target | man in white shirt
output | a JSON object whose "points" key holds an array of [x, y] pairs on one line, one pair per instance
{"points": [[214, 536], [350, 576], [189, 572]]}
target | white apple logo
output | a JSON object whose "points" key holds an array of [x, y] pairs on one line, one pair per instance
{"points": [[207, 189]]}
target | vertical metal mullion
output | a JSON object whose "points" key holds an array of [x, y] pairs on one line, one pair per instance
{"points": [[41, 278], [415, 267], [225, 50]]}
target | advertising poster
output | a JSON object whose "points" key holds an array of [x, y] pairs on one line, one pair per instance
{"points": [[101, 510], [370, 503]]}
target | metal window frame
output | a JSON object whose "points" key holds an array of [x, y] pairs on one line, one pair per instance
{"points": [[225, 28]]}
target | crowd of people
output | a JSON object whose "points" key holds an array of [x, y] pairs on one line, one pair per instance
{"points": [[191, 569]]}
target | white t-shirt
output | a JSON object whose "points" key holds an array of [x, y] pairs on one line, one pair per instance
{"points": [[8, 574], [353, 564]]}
...
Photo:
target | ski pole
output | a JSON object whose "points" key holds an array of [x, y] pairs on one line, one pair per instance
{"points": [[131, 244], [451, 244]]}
* * *
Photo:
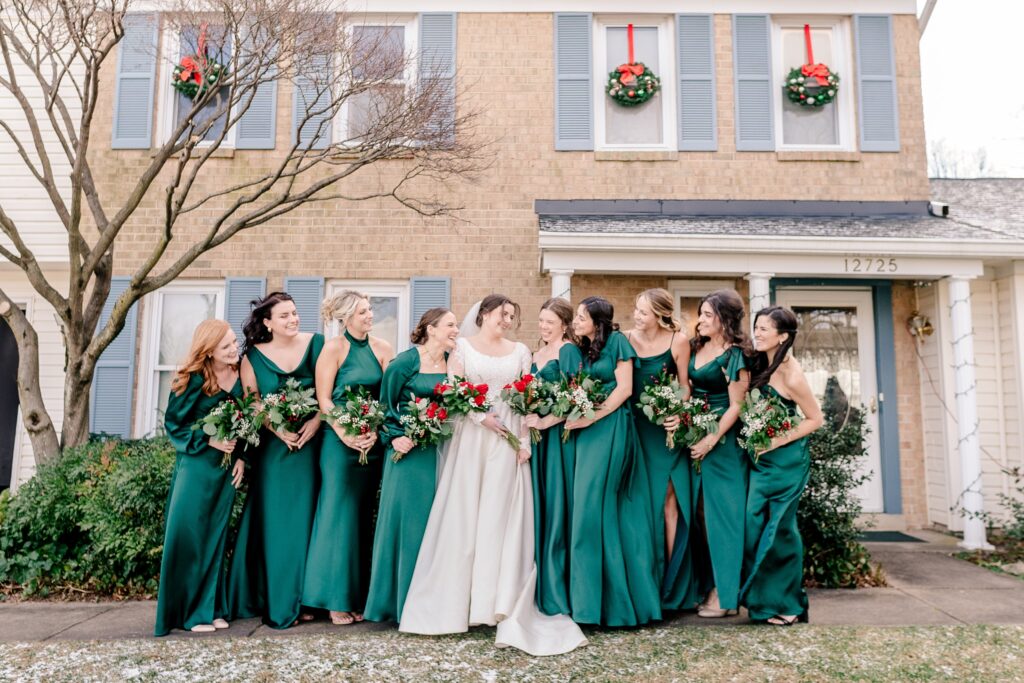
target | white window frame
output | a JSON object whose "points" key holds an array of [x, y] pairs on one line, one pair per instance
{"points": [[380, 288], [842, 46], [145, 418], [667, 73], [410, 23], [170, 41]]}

[Task prompt] How many lines of the listing above contain the string "white"? Case matters. Reply with the number alone.

[Result] 4